**Exercise:** Copy exactly the last part of the entries, starting from the line with "Q: Place a marker on the sky" and including the final line.
▶
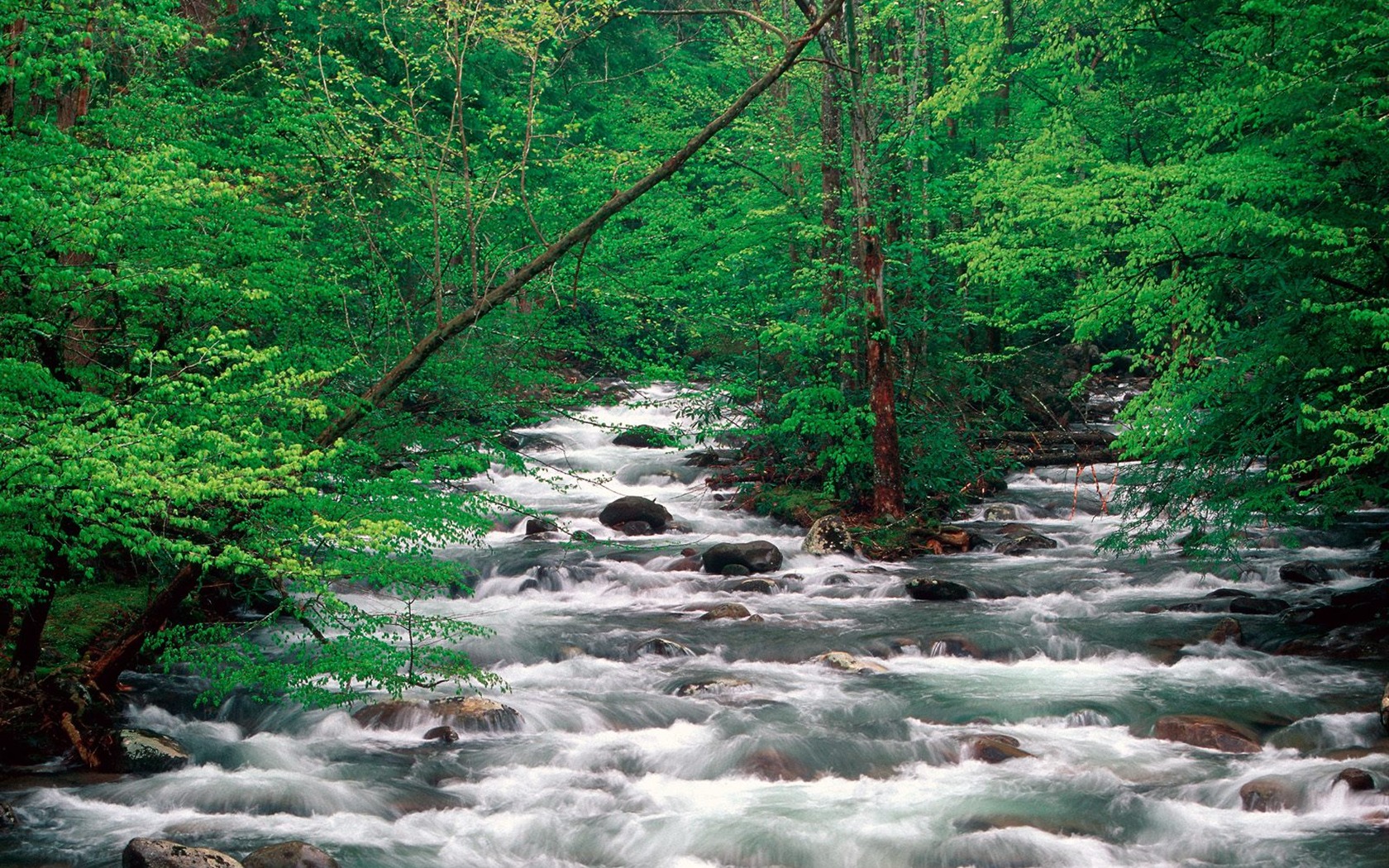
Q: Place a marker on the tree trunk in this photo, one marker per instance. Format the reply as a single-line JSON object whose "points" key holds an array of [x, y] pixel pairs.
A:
{"points": [[431, 343]]}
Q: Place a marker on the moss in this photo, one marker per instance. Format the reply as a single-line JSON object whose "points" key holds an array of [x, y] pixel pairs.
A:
{"points": [[82, 614], [795, 506]]}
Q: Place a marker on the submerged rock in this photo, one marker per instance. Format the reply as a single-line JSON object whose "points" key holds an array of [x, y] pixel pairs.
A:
{"points": [[1303, 573], [776, 765], [1225, 631], [712, 685], [757, 556], [1356, 780], [635, 508], [1023, 539], [159, 853], [937, 590], [290, 855], [643, 436], [1268, 794], [1209, 732], [995, 749], [147, 753], [847, 663], [727, 610], [828, 535], [469, 713], [663, 647]]}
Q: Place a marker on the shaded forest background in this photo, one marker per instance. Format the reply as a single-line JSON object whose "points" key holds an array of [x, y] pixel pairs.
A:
{"points": [[222, 227]]}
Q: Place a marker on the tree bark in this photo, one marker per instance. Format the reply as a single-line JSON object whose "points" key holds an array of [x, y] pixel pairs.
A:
{"points": [[431, 343]]}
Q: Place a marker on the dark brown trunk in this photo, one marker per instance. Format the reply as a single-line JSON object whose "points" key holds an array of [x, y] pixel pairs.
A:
{"points": [[12, 32], [104, 671], [431, 343]]}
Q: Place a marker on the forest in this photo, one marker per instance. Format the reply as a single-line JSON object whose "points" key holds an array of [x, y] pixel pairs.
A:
{"points": [[271, 269]]}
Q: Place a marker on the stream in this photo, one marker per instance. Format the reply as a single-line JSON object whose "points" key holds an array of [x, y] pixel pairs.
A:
{"points": [[786, 761]]}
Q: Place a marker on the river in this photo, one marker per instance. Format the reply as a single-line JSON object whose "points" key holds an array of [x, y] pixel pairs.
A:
{"points": [[790, 763]]}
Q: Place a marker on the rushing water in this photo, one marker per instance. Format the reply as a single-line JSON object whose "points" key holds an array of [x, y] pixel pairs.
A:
{"points": [[804, 765]]}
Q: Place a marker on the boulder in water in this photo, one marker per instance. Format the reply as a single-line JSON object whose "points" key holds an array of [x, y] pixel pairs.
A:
{"points": [[1225, 631], [289, 855], [1209, 732], [147, 753], [1303, 573], [847, 663], [937, 590], [828, 535], [1023, 539], [635, 508], [995, 749], [1258, 606], [1356, 780], [1270, 794], [712, 685], [645, 436], [727, 610], [442, 733], [663, 647], [757, 556], [477, 714], [539, 525], [157, 853]]}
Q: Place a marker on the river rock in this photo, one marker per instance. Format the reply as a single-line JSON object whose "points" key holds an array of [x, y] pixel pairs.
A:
{"points": [[289, 855], [157, 853], [828, 535], [712, 685], [937, 590], [1356, 780], [759, 556], [1270, 794], [1227, 629], [776, 765], [727, 610], [847, 663], [1303, 573], [147, 753], [1023, 539], [663, 647], [755, 586], [995, 749], [539, 525], [442, 733], [477, 714], [635, 508], [1207, 732], [1258, 606], [643, 436]]}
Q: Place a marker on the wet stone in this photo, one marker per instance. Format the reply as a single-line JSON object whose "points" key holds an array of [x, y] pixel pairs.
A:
{"points": [[1268, 794], [1356, 780], [663, 647], [937, 590], [1258, 606], [1303, 573], [727, 610], [1209, 732], [157, 853], [290, 855]]}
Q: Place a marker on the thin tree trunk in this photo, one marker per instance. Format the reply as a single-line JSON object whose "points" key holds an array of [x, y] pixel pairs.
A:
{"points": [[431, 343]]}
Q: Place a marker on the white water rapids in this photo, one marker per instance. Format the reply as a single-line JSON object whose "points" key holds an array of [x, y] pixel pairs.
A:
{"points": [[806, 765]]}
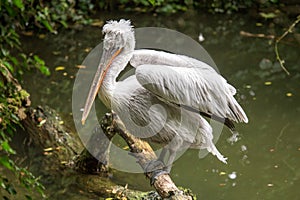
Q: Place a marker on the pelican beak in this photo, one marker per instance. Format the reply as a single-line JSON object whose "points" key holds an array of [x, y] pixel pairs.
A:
{"points": [[106, 60]]}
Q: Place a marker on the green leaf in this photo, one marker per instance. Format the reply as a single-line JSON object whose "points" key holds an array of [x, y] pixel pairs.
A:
{"points": [[47, 25], [44, 70], [5, 146], [6, 162], [19, 4]]}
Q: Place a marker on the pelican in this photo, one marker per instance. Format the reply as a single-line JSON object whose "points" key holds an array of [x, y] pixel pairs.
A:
{"points": [[167, 98]]}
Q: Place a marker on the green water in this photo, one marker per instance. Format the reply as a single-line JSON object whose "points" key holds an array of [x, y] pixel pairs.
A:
{"points": [[263, 164]]}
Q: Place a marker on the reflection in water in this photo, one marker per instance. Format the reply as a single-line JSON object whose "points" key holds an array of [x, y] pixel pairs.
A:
{"points": [[264, 163]]}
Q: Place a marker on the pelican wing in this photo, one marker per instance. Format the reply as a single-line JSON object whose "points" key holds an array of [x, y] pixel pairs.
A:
{"points": [[187, 82]]}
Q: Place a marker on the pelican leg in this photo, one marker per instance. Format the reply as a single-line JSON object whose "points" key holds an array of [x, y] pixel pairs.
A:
{"points": [[172, 155], [157, 168]]}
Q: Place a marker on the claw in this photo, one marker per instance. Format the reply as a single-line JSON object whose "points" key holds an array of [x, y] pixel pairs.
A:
{"points": [[157, 168], [156, 174]]}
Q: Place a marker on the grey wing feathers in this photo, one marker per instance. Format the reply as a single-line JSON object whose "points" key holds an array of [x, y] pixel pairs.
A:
{"points": [[200, 88]]}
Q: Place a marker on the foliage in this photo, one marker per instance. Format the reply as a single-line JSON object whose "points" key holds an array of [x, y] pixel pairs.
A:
{"points": [[173, 6], [17, 16], [11, 99]]}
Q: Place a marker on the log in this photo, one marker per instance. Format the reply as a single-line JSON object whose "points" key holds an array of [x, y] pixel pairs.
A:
{"points": [[63, 151]]}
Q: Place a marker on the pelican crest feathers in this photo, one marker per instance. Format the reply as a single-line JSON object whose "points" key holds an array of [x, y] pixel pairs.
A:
{"points": [[121, 26]]}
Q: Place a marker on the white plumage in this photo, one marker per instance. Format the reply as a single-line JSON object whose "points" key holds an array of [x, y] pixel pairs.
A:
{"points": [[164, 99]]}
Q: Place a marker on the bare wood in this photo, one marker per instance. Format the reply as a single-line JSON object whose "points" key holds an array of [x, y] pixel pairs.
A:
{"points": [[144, 154]]}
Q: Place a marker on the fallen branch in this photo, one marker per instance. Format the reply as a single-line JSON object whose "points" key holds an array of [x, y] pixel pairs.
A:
{"points": [[256, 35], [144, 154]]}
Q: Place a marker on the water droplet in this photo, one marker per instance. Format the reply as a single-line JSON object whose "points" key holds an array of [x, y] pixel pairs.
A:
{"points": [[232, 176]]}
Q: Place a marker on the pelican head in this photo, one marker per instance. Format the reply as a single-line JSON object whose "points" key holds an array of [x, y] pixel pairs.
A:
{"points": [[119, 43]]}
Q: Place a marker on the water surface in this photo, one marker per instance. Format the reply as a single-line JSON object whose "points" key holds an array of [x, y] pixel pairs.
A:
{"points": [[263, 164]]}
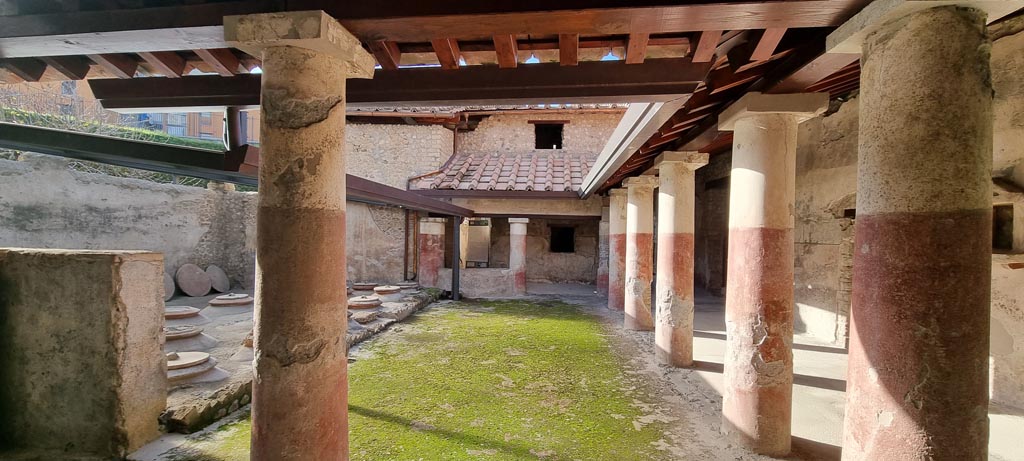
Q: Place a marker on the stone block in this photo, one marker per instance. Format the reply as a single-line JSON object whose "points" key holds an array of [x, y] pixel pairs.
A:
{"points": [[82, 370]]}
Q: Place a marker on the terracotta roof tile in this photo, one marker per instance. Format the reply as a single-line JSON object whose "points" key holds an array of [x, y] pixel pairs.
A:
{"points": [[556, 172]]}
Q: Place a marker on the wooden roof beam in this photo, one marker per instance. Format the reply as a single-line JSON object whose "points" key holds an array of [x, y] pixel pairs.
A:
{"points": [[74, 68], [705, 51], [636, 49], [222, 60], [568, 49], [121, 66], [387, 53], [507, 50], [26, 69], [169, 64], [448, 52]]}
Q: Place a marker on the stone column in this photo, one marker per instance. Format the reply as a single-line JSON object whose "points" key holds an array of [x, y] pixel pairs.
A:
{"points": [[916, 383], [639, 252], [300, 386], [431, 252], [616, 249], [602, 252], [674, 305], [757, 404], [517, 253]]}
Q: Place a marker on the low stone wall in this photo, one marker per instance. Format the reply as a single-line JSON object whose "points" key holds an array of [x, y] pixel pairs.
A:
{"points": [[82, 374], [47, 205]]}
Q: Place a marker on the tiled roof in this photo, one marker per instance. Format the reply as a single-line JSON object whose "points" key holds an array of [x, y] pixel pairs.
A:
{"points": [[559, 172]]}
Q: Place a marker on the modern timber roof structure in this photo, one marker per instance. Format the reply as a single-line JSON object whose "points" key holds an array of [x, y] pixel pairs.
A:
{"points": [[701, 54]]}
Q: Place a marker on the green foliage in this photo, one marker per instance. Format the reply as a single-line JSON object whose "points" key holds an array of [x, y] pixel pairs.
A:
{"points": [[87, 126], [497, 380]]}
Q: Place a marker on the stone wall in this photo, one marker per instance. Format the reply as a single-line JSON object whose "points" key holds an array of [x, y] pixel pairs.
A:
{"points": [[711, 226], [586, 133], [392, 154], [82, 372], [542, 264], [43, 204]]}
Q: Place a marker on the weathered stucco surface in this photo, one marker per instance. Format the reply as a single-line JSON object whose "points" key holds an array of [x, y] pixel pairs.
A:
{"points": [[586, 133], [43, 204], [542, 264], [77, 324]]}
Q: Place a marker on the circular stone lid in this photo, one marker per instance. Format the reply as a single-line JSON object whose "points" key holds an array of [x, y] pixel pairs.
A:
{"points": [[193, 281], [168, 287], [364, 302], [231, 299], [177, 361], [387, 289], [218, 279], [184, 331], [179, 311]]}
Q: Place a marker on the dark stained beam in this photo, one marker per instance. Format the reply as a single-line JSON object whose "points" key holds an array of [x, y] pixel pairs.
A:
{"points": [[74, 68], [568, 49], [507, 51], [767, 43], [590, 81], [121, 66], [200, 26], [636, 51], [169, 64], [448, 52], [222, 60], [705, 51], [387, 53], [26, 69]]}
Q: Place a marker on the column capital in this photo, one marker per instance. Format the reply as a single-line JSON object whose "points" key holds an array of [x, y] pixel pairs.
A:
{"points": [[692, 159], [849, 38], [311, 30], [640, 181], [801, 106]]}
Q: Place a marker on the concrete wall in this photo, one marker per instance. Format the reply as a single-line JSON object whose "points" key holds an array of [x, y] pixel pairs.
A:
{"points": [[82, 370], [392, 154], [586, 133], [43, 204], [542, 264], [826, 159]]}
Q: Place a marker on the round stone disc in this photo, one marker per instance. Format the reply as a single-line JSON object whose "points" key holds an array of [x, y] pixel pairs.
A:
{"points": [[218, 279], [186, 331], [186, 360], [193, 281], [387, 289], [364, 302], [179, 311], [168, 287], [231, 299]]}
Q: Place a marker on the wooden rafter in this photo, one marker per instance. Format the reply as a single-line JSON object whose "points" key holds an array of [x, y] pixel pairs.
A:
{"points": [[169, 64], [507, 51], [74, 68], [448, 52], [568, 49], [121, 66], [705, 51], [26, 69], [222, 60], [387, 53], [636, 51]]}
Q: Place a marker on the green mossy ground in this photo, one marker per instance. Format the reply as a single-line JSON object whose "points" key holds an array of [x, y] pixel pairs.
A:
{"points": [[496, 380]]}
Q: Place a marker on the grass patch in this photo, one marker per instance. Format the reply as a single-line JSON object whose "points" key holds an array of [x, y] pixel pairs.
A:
{"points": [[495, 380]]}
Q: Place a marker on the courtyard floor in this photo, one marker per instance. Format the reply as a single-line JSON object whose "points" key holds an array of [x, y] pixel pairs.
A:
{"points": [[554, 376]]}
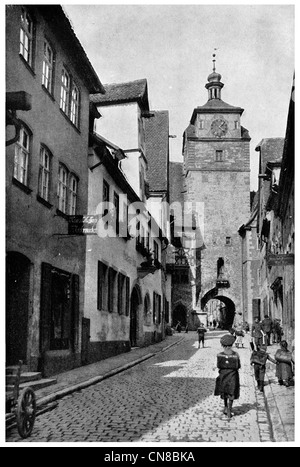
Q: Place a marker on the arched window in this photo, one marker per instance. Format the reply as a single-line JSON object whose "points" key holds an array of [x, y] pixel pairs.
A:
{"points": [[220, 265], [147, 310], [22, 155], [44, 173]]}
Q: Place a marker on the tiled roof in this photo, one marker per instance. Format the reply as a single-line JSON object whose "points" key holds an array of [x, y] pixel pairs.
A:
{"points": [[215, 105], [58, 19], [176, 182], [157, 149], [122, 93]]}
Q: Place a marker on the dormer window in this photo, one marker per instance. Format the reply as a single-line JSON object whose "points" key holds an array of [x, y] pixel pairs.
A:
{"points": [[219, 156]]}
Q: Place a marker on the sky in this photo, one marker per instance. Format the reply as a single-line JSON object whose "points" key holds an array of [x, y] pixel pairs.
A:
{"points": [[171, 45]]}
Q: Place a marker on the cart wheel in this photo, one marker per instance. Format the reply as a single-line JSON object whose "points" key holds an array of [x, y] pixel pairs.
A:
{"points": [[26, 412]]}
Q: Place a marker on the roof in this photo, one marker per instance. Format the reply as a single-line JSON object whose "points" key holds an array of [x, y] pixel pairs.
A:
{"points": [[157, 149], [58, 20], [124, 93], [216, 105], [271, 150], [176, 182]]}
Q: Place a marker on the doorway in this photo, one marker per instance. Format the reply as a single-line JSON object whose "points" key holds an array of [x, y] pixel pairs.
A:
{"points": [[134, 310], [180, 316], [17, 307]]}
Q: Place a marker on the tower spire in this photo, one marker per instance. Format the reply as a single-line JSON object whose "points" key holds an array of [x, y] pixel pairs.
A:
{"points": [[214, 84], [214, 62]]}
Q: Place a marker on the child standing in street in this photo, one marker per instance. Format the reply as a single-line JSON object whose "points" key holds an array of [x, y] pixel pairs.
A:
{"points": [[201, 335], [259, 359], [284, 370], [228, 381]]}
◀
**Written reply:**
Q: Place a marker on the sky in this photo, one marker per instance. Format the reply as a single-line JSON object whose "points" key holds an array of [x, y] pixel pairs.
A:
{"points": [[171, 45]]}
Q: Place a marker on the cart wheel in this photo, one marker per instance. Format the reply as a single-line JSON object whose "points" key holds an array of [x, y] pixel pairs.
A:
{"points": [[26, 412]]}
Q: Place a marker on the roof in this photo, one marker per instance. Format the reply as a single-line JSON object whose "points" key holds an array of [x, y] pixel pairs.
A:
{"points": [[157, 149], [58, 20], [124, 93], [216, 105], [271, 150], [176, 182]]}
Q: Place a marker on the doorway in this photo, one marker per instance. Format the reply as a single-line JSON object whose "points" key holds an array of [x, y] pixel pairs.
A:
{"points": [[134, 310], [180, 316], [17, 307]]}
Q: Place a marker on the tower spire in this photo, one marker per instance. Format the reply as a single-line JSON object whose "points" key holds an array of [x, y] pixel pairs.
A:
{"points": [[214, 84], [214, 62]]}
Q: Place a marker on the child standing in street in this photo, one marker per instance. Format the reply as a single-line JSON object whose "points" key holds an array of [x, y] pixel pairs.
A:
{"points": [[201, 335], [259, 359], [284, 370], [228, 381]]}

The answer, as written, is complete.